## JOB
Output all of the entries below precisely as written.

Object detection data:

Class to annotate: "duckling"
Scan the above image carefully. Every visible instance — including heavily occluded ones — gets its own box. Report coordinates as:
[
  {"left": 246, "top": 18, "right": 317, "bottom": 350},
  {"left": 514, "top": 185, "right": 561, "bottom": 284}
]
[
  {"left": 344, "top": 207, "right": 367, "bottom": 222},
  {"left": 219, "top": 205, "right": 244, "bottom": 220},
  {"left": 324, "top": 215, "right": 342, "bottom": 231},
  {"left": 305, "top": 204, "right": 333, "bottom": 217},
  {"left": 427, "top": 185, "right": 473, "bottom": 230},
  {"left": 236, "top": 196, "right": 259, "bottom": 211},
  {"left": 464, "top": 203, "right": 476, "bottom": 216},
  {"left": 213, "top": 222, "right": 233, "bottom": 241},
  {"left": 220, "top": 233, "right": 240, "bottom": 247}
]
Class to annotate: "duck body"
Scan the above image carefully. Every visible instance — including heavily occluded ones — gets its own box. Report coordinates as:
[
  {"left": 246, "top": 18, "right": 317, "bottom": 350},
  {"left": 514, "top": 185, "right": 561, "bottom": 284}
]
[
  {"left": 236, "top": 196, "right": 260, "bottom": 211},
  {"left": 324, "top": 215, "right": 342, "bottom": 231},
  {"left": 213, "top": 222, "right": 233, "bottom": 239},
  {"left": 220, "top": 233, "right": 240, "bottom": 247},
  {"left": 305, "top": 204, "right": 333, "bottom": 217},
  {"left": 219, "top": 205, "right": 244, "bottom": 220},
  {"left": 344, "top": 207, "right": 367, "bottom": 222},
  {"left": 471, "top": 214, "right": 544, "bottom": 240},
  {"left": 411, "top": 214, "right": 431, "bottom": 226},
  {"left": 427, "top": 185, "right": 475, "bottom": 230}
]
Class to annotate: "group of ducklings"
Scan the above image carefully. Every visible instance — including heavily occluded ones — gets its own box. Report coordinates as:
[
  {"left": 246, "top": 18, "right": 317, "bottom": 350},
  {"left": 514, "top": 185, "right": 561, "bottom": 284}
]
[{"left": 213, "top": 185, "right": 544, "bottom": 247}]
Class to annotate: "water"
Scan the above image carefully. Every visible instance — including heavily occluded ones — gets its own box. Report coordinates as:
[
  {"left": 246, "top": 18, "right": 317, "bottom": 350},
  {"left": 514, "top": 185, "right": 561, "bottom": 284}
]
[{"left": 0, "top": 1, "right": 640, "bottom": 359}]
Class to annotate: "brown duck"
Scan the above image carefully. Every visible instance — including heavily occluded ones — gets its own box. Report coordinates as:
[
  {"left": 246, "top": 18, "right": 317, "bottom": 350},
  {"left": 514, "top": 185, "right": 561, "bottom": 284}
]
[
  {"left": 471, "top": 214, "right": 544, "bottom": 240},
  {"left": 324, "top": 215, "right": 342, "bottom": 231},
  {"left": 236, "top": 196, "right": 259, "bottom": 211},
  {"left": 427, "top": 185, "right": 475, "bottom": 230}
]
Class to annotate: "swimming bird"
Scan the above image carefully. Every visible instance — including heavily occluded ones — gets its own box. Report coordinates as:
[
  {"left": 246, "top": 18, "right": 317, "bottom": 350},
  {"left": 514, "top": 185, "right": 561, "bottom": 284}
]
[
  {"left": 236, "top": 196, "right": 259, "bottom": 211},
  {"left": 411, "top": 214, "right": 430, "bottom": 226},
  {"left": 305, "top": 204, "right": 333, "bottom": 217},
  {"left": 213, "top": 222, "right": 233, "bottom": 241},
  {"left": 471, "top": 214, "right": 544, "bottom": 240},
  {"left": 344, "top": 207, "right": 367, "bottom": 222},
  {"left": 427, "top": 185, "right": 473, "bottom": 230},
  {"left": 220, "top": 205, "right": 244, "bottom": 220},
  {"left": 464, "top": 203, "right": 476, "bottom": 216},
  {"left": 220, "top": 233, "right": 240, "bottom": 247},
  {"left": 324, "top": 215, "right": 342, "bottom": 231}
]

## ANSWER IN FULL
Class to annotate: "duckling"
Scan the above image carefully. Every visible instance — including heavily occluded ones — gets its own box. Report coordinates as:
[
  {"left": 246, "top": 18, "right": 317, "bottom": 350},
  {"left": 514, "top": 185, "right": 561, "bottom": 284}
]
[
  {"left": 344, "top": 207, "right": 367, "bottom": 222},
  {"left": 219, "top": 205, "right": 244, "bottom": 220},
  {"left": 324, "top": 215, "right": 342, "bottom": 231},
  {"left": 305, "top": 204, "right": 333, "bottom": 217},
  {"left": 427, "top": 185, "right": 473, "bottom": 230},
  {"left": 236, "top": 196, "right": 259, "bottom": 211},
  {"left": 464, "top": 203, "right": 476, "bottom": 216},
  {"left": 213, "top": 222, "right": 233, "bottom": 241},
  {"left": 220, "top": 233, "right": 240, "bottom": 247}
]
Class to annotate: "duck body"
Scan the above image carefully. Every visible instance — including heavily occluded ones — gets its own box. Report coordinates as:
[
  {"left": 246, "top": 18, "right": 317, "bottom": 350},
  {"left": 514, "top": 185, "right": 561, "bottom": 284}
]
[
  {"left": 236, "top": 196, "right": 260, "bottom": 211},
  {"left": 324, "top": 215, "right": 342, "bottom": 231},
  {"left": 213, "top": 222, "right": 233, "bottom": 239},
  {"left": 220, "top": 233, "right": 240, "bottom": 247},
  {"left": 305, "top": 204, "right": 333, "bottom": 217},
  {"left": 219, "top": 205, "right": 244, "bottom": 220},
  {"left": 344, "top": 207, "right": 367, "bottom": 222},
  {"left": 471, "top": 214, "right": 544, "bottom": 240},
  {"left": 411, "top": 214, "right": 431, "bottom": 226},
  {"left": 427, "top": 185, "right": 475, "bottom": 230}
]
Class to annotate: "group of ducklings"
Scan the above image carefully. Every visible instance — including heavily occluded ones — gets its own box. Report coordinates as:
[
  {"left": 246, "top": 18, "right": 317, "bottom": 350},
  {"left": 514, "top": 185, "right": 561, "bottom": 284}
]
[{"left": 213, "top": 185, "right": 544, "bottom": 247}]
Class to annotate: "water"
Scan the above image carefully. Every visible instance — including heavily occluded ones — gets its own box. Report coordinates as:
[
  {"left": 246, "top": 18, "right": 317, "bottom": 350},
  {"left": 514, "top": 185, "right": 561, "bottom": 284}
]
[{"left": 0, "top": 1, "right": 640, "bottom": 359}]
Class to annotate: "brown duck"
Scan the above image carefully. Every visible instance — including heavily occluded ones — gets its own box. Report coordinates as:
[
  {"left": 246, "top": 18, "right": 317, "bottom": 350},
  {"left": 514, "top": 185, "right": 561, "bottom": 284}
]
[
  {"left": 471, "top": 214, "right": 544, "bottom": 240},
  {"left": 324, "top": 215, "right": 342, "bottom": 231},
  {"left": 236, "top": 196, "right": 259, "bottom": 211},
  {"left": 427, "top": 185, "right": 475, "bottom": 230}
]
Class to annotate: "swimming bird"
Scan the above image carefully. Every visible instance — including heavily occluded ones — gets its own box. Report coordinates as:
[
  {"left": 246, "top": 18, "right": 317, "bottom": 350},
  {"left": 514, "top": 185, "right": 561, "bottom": 284}
]
[
  {"left": 236, "top": 196, "right": 259, "bottom": 211},
  {"left": 411, "top": 214, "right": 430, "bottom": 226},
  {"left": 305, "top": 204, "right": 333, "bottom": 217},
  {"left": 213, "top": 222, "right": 233, "bottom": 241},
  {"left": 471, "top": 214, "right": 544, "bottom": 240},
  {"left": 344, "top": 207, "right": 367, "bottom": 222},
  {"left": 427, "top": 185, "right": 473, "bottom": 230},
  {"left": 220, "top": 205, "right": 244, "bottom": 220},
  {"left": 464, "top": 203, "right": 476, "bottom": 216},
  {"left": 220, "top": 233, "right": 240, "bottom": 247},
  {"left": 324, "top": 215, "right": 342, "bottom": 231}
]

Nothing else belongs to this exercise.